---------- SUPPLIED ENTRIES ----------

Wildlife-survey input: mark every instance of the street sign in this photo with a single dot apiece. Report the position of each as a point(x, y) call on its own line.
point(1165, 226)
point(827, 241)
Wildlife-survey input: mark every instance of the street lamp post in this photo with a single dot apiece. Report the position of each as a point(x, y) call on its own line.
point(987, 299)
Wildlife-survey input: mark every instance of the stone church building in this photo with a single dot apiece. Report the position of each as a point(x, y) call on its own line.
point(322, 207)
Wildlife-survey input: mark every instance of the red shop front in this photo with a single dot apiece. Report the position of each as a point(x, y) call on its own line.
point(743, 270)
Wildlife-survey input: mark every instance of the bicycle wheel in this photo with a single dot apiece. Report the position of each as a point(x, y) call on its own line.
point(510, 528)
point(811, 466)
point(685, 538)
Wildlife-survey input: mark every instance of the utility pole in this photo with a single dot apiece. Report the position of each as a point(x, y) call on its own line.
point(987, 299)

----------

■ **WHAT IS NEEDED**:
Copy out everything from the line containing "Wildlife-survey input: mark every instance of the bicycle" down to the last line, keeping every line, not only the answers. In the answers, add 124 to each coordinate.

■ **EXPECTED ANSWER**:
Wildlife-survey input: mark every instance of the bicycle wheel in this photo with a single dot apiece. Report the position of each as a point(x, y) call on its own line.
point(634, 652)
point(935, 590)
point(809, 662)
Wildlife-survey input: mark every instance of the utility pole in this photo with a single dot apiece. Report the position of each as a point(x, y) call on its own line.
point(1111, 423)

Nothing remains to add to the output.